- What the exercise asks
Present everything in the data below, from the line containing "blurred green foliage" down to the line containing "<point>204,186</point>", both lines included, as a numbered list, omitting any blank lines.

++++++

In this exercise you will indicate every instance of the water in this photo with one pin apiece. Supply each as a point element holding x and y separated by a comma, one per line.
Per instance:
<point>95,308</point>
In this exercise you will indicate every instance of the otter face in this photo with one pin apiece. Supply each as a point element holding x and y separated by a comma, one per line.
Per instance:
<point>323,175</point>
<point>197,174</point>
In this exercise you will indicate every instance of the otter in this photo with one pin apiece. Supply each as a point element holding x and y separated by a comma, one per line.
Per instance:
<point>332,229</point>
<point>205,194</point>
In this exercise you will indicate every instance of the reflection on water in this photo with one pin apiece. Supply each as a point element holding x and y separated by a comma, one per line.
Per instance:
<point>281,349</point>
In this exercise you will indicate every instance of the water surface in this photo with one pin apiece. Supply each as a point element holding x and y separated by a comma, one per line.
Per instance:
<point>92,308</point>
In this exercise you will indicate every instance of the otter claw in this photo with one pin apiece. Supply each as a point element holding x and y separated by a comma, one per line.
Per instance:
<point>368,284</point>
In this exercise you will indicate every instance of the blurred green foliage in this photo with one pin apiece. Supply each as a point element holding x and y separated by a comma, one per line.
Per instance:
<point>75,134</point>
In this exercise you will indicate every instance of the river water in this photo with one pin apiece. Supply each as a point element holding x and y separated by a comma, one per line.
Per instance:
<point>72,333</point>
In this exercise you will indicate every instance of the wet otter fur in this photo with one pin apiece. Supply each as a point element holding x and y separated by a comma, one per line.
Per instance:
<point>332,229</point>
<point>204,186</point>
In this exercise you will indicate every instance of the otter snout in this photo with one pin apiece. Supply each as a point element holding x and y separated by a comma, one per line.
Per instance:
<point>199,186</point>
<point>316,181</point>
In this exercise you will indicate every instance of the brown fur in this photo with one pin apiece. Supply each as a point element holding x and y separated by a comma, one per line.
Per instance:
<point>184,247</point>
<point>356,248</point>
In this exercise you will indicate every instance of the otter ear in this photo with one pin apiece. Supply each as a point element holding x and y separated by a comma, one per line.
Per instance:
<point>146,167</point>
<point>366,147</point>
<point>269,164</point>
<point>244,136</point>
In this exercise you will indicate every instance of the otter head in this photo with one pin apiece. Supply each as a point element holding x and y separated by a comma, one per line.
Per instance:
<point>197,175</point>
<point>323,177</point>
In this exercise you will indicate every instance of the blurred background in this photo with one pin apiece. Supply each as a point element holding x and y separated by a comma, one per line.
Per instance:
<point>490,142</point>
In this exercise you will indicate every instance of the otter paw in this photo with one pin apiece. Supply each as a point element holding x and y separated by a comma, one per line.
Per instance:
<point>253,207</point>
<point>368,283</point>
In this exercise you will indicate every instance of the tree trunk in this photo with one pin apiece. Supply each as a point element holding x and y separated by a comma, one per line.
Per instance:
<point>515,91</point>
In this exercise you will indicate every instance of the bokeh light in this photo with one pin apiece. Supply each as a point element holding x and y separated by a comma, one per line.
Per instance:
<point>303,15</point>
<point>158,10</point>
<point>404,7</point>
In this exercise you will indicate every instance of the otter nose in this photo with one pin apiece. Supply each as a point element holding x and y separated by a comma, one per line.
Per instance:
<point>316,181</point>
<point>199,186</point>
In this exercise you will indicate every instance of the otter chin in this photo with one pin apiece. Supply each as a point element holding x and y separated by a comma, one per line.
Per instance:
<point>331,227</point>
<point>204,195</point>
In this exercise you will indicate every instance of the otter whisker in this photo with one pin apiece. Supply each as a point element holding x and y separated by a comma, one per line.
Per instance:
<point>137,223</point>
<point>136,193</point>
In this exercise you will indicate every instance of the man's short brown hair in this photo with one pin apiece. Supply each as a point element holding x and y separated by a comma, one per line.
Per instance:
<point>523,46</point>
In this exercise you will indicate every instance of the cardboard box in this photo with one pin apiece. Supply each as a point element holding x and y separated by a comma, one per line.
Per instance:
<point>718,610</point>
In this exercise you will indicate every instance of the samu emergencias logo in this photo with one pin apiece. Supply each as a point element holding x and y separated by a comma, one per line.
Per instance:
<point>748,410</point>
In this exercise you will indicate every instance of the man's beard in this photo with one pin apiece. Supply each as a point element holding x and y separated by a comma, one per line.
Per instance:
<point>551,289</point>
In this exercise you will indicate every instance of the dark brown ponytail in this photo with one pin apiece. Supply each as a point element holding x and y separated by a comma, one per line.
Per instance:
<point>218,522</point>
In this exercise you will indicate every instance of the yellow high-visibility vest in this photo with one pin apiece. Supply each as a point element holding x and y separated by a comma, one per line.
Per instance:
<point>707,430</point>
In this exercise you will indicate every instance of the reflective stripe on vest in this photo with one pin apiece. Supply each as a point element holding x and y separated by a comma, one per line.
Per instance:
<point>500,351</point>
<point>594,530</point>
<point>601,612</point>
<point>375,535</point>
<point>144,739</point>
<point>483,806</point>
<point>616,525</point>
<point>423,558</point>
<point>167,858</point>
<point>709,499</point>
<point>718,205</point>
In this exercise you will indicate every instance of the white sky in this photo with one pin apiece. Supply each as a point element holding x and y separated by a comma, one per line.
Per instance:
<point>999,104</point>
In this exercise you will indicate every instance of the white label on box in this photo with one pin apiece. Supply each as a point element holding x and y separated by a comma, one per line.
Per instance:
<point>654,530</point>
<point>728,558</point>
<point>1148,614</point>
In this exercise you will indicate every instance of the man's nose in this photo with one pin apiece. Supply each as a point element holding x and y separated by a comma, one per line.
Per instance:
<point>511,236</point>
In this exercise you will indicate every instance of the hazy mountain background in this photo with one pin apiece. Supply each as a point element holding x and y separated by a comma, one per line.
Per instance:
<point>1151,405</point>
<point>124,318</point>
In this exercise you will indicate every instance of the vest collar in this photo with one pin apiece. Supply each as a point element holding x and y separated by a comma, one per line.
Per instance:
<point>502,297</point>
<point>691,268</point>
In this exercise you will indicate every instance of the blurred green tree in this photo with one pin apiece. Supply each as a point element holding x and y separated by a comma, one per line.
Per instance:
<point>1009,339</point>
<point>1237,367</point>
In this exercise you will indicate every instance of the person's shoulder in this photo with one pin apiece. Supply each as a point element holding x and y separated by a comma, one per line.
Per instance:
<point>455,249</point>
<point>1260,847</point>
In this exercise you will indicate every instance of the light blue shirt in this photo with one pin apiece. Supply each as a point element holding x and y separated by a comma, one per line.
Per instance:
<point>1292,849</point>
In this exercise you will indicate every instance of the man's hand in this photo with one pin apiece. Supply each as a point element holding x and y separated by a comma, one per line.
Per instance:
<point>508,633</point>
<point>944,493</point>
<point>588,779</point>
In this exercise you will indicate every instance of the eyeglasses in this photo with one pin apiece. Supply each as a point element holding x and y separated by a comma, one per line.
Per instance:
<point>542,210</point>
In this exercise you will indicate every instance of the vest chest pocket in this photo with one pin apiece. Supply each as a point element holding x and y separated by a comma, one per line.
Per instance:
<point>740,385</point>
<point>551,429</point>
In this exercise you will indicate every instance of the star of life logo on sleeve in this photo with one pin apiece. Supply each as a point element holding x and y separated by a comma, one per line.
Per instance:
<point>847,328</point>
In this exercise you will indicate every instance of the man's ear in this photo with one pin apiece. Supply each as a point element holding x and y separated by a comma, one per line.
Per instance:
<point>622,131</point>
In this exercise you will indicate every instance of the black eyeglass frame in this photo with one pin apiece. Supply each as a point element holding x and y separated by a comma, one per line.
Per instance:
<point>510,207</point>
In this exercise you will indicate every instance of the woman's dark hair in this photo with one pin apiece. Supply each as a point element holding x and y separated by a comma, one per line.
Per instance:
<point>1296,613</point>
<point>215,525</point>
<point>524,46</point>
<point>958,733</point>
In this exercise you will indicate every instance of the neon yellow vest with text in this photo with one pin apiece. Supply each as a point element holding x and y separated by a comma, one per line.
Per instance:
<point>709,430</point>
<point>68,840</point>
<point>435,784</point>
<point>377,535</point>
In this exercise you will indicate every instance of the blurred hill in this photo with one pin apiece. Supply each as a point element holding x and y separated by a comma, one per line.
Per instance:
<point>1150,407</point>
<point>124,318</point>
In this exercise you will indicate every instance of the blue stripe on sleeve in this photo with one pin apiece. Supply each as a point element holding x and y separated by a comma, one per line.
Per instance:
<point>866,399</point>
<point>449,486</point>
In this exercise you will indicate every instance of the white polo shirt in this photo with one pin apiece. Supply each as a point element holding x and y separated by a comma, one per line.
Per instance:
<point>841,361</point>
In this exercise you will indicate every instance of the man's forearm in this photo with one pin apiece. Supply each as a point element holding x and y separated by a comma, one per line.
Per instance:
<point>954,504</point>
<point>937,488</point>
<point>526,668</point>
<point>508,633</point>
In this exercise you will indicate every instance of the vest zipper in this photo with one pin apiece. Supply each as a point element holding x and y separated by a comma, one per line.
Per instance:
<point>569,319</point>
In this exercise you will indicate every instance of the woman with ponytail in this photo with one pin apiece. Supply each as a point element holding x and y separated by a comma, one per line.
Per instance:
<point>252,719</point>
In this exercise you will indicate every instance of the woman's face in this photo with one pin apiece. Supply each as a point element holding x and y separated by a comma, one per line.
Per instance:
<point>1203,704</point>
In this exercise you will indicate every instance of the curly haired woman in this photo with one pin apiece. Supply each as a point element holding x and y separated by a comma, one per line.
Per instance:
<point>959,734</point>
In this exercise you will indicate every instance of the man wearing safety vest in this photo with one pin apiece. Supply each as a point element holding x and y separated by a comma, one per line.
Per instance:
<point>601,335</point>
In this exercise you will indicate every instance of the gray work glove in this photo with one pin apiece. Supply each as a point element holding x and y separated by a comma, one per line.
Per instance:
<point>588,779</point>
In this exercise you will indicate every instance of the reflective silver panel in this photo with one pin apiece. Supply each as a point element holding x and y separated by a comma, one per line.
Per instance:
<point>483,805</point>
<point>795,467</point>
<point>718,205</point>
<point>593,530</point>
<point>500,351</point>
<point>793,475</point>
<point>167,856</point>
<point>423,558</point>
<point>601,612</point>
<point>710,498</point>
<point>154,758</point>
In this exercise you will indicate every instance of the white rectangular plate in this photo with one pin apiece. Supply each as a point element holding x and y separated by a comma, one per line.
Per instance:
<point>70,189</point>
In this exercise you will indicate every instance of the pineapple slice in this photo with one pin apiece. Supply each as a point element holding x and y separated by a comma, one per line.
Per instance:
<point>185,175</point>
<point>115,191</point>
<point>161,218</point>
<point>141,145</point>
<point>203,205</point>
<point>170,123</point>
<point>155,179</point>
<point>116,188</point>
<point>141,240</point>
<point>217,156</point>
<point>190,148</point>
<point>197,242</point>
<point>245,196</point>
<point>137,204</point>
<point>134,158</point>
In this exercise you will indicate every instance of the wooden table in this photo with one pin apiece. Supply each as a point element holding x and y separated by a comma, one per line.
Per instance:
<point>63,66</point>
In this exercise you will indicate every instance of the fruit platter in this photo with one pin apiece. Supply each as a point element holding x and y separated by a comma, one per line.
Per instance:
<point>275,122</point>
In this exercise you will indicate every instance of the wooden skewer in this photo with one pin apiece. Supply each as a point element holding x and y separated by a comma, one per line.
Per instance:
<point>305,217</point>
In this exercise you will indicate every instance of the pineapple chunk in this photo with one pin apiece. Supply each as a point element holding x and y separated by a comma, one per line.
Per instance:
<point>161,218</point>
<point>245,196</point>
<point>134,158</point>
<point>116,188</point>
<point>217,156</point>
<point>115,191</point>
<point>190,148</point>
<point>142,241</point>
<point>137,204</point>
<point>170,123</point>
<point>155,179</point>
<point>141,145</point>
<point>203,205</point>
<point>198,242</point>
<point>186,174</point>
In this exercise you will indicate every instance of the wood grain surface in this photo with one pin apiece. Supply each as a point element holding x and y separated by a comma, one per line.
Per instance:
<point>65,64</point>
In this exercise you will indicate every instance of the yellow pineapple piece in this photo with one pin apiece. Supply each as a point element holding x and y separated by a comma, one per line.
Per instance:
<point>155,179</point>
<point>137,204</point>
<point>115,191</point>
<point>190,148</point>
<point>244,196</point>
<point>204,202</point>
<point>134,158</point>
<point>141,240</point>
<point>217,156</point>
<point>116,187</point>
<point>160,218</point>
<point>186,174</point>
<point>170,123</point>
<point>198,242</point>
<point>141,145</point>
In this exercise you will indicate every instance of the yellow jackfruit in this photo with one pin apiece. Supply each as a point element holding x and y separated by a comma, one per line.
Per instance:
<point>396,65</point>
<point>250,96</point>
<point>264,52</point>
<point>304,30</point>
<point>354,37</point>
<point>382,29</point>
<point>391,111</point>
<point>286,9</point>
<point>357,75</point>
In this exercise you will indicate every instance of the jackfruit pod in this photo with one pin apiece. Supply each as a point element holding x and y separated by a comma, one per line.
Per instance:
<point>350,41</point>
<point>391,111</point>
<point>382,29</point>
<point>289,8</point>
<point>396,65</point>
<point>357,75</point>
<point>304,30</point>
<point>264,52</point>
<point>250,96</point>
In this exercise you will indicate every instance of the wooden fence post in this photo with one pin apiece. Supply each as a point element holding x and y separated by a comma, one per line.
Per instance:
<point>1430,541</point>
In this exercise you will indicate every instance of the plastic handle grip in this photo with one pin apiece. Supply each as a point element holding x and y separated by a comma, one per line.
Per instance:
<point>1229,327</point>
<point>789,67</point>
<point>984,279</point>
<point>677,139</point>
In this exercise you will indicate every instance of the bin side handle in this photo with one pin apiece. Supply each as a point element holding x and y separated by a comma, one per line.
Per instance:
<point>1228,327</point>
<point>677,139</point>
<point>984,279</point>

++++++

- The solution
1. In this exercise you will indicate every instance of the blurred green foliage in this photo with one pin apiece. Supply each as a point element holding x and y separated by a comma, one per line.
2. Per instance:
3. <point>75,134</point>
4. In this exercise you will indicate every instance of the river water in this photo with one pin apiece. Supply each as a point element holding x and y separated by a comma, one per line.
5. Per instance:
6. <point>72,333</point>
7. In this exercise you will indicate every instance of the wet otter fur in this photo with one pin apiece. Supply each as a point element holding x and y separated by a comma, one per line.
8. Per instance:
9. <point>332,229</point>
10. <point>204,186</point>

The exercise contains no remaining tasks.